#### [BRANO DEL DOCUMENTO]
· · ·
Post n°968 pubblicato il 20 Novembre 2017 da giuliosforza

Post 888

    Le due ultime settimane sono state le più belle di questo autunno di me e delle cose perché colme di musica. Colme di Wagner (Ring des Nibelungen), colme di Richard Strauss, ma anche di Bellini e di Donizetti. E di altro di successivamente cui dirò. Nell’ascolto mi sono ridisciolto nel suono primordiale (l’Urklang) che fu all’Inizio col Logos giovanneo (en Arché én ò Logos), con la faustiana Tat goethiana (Im Anfang war die Tat), con l’Atto gentiliano (di Logos e Tat, Pensiero e Azione, inscindibile sintesi). E ho ripensato a quello che scrissi nell’Introduzione al volume Musica mundi di Maria Teresa Luciani  che raccoglie tutte le preziose schede del seminario di educazione all’ascolto da lei curato nell’ambito dei miei corsi di Educazione estetica e di Metodologia dell’educazione musicale. Nella mia filosofia della musica l’ascolto occupa, con la coralità, un posto privilegiato. Il ruolo che gli riservo è quello di spalancare al colto e all’inclito le porte del tempio dell’Isi velata, nel cui tabernacolo si cela l’Essenza  di te e del mondo (di te-mondo) come onofriana  “rappresa melodia”. Essenza come Suono. Per questo non solo la vita senza musica sarebbe un errore (Nietzsche) ma, ancor più radicalmente, maggiore errore sarebbe una vita che non sia musica.

    Ripubblico qui di seguito quella Introduzione, anche spinto dalla suggestione di una recente lettura, del tutto occasionale, di un interessante studio dedicato a La scuola dell’ascolto. Oralità, suono e musica nell’opera di Elias Canetti (Antonello Lombardi, Utorpheus edizioni) dove l’ambito dell’ascolto è più vasto, le voci da acoltare sono di ogni genere e di ogni provenienza, ma alla fine si fondono nella  coralità cosmica che è l’essenza stessa del Suono primigenio.
· · ·
#### [ISTRUZIONI E REQUISITI]
Per favore, trascrivi fedelmente il brano sull'ascolto musicale tra «Ripubblico qui di» e «del Suono primigenio.», estremi inclusi. Usa esclusivamente il brano come fonte.

#### [SEZIONE DEL DATASET]
· · ·
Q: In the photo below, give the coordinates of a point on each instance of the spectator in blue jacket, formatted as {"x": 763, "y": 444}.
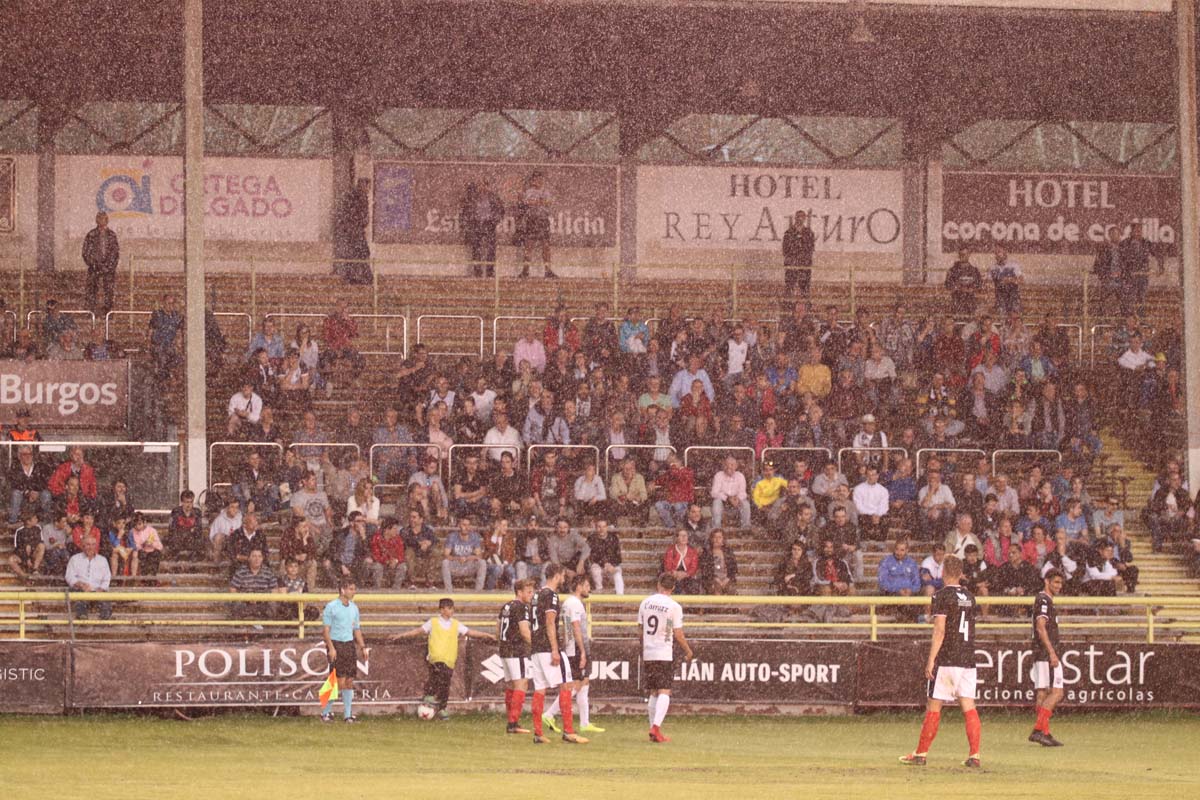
· · ·
#### [RISPOSTA AL PROBLEMA]
Ripubblico qui di seguito quella Introduzione, anche spinto dalla suggestione di una recente lettura, del tutto occasionale, di un interessante studio dedicato a La scuola dell’ascolto. Oralità, suono e musica nell’opera di Elias Canetti (Antonello Lombardi, Utorpheus edizioni) dove l’ambito dell’ascolto è più vasto, le voci da acoltare sono di ogni genere e di ogni provenienza, ma alla fine si fondono nella  coralità cosmica che è l’essenza stessa del Suono primigenio.